→ **WHAT TO WORK ON**: Rename "rocky cliff" to "rock face" in the material below, from its start up to and including the line with "136], [0, 145]]". Leave everything else in those lines unchanged.

====== DATASET ROWS ======

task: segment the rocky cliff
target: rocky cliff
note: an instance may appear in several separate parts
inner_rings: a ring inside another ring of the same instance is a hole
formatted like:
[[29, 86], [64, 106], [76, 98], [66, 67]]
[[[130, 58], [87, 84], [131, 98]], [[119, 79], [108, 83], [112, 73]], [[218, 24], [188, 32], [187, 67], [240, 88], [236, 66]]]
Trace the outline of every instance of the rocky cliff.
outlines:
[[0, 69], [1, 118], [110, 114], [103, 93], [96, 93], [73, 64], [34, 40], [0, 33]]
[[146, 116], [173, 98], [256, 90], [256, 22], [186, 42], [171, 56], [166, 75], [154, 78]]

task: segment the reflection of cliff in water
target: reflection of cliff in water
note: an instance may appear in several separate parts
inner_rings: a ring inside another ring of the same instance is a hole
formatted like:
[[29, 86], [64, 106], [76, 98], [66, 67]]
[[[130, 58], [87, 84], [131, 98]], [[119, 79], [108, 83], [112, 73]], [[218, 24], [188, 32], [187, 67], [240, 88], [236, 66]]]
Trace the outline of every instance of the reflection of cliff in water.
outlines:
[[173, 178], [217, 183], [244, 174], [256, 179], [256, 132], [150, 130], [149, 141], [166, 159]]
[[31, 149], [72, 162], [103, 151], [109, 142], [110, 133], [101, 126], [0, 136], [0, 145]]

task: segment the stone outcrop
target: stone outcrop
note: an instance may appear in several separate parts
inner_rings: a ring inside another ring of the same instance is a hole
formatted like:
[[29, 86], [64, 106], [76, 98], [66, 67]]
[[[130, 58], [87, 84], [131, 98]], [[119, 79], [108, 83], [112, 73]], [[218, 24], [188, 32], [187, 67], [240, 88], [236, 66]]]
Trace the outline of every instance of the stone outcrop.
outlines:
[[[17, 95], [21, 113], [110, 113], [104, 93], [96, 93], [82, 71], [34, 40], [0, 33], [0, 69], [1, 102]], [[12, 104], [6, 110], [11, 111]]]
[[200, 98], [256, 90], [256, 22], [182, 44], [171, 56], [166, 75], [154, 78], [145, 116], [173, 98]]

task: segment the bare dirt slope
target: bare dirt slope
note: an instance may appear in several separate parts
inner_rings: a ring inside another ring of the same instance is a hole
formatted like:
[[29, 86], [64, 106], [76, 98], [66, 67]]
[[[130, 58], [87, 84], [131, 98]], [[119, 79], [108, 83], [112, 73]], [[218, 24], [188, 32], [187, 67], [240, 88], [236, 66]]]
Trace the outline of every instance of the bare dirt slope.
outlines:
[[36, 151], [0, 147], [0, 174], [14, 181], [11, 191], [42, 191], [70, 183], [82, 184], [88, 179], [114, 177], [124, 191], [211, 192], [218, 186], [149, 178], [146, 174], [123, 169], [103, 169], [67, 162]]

======

→ **TASK SOLUTION**:
task: segment the rock face
target: rock face
note: an instance may appear in several separate parts
inner_rings: a ring inside another ring of the same instance is a hole
formatted like:
[[29, 86], [64, 106], [76, 98], [66, 67]]
[[[130, 58], [87, 84], [131, 98]], [[119, 79], [108, 83], [112, 73]], [[218, 24], [188, 32], [187, 67], [240, 88], [236, 66]]]
Trace the outline of every instance of the rock face.
outlines:
[[0, 69], [1, 118], [110, 114], [103, 93], [96, 93], [73, 64], [34, 40], [0, 33]]
[[146, 116], [173, 98], [256, 90], [256, 22], [186, 42], [171, 56], [166, 75], [154, 78]]

task: segment the reflection of cliff in water
target: reflection of cliff in water
note: an instance may appear in several separate parts
inner_rings: a ring inside another ring of the same instance is a hole
formatted like:
[[29, 86], [64, 106], [76, 98], [66, 67]]
[[[130, 58], [87, 84], [131, 98]], [[119, 79], [108, 83], [112, 73]], [[218, 24], [188, 32], [187, 67], [240, 88], [236, 66]]]
Trace the outline of every instance of the reflection of cliff in water.
outlines:
[[173, 178], [217, 183], [244, 174], [256, 179], [256, 132], [150, 130], [149, 141], [166, 159]]
[[31, 149], [72, 162], [103, 151], [109, 142], [110, 133], [101, 126], [0, 136], [0, 145]]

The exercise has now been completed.